> _Text extract_:
>> Begin

Saturday 22 September          Stoke Ladies FC 1 v 0 Dick Kerr Ladies         (Granny playing for DKL)

In March 1923 my granny’s St Helens inflicted the Dick Kerr Ladies most shocking defeat and brought their tremendous run of wins to a crashing end. Even with the legendary Lily Parr the DKL managed (through Lily) only one consolation goal in their 5 v 1 thrashing. This stimulated a change of personnel at the DKL as Carmen Pomies and Florrie Redford had moved to Paris and my granny, Susie Chorley and Lydia Ackers joined from St Helens. The DKL went on to lose 2 v 0  to the Rutherglen Ladies FC later in the year, apparently down to the fancy Scottish passing game (‘triangles’). Even frantically moving Lily Parr to centre forward didn’t help. The DKL then lost to the legendary Stoke Ladies FC in Stoke’s last ever game, when the great Daisy Bates sprinted the length of the pitch (presumably past my granny) and banged in a screamer. An already bad year was set to get worse as DKL manager and pioneering genius Alfred Frankland planned two unique December Floodlit games in Burnley between Hey’s and the DKL using state of the art and expensive lighting technology. What he hadn’t planned for was the weather in December on the West Pennine Moors and an ‘annus horribilis’ finished with a financial disaster.

>> End

> _Source excerpt_:
>> Begin

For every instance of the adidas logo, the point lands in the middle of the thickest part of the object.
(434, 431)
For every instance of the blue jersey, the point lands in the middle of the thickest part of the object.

>> End

> _Exercises_:
**A)** Translate this sentence from the text about the Dick Kerr Ladies into Spanish: "Even frantically moving Lily Parr to centre forward didn't help."
**B)** List every person named in the text about the Dick Kerr Ladies.
**C)** Summarize the text about the Dick Kerr Ladies in two sentences.
The lines are separate material from the text about the Dick Kerr Ladies.

> _Task-by-task outputs_:
**A)** Ni siquiera mover frenéticamente a Lily Parr a delantera centro sirvió de algo.

**B)** Lily Parr, Carmen Pomies, Florrie Redford, Susie Chorley, Lydia Ackers, Daisy Bates, Alfred Frankland

**C)** In 1923 the Dick Kerr Ladies suffered a 5 v 1 defeat by St Helens that ended their run of wins and led several St Helens players to join them, and later that year they lost to Rutherglen Ladies FC and to Stoke Ladies FC. The year ended in financial disaster when manager Alfred Frankland's two December floodlit games in Burnley ran into the weather on the West Pennine Moors.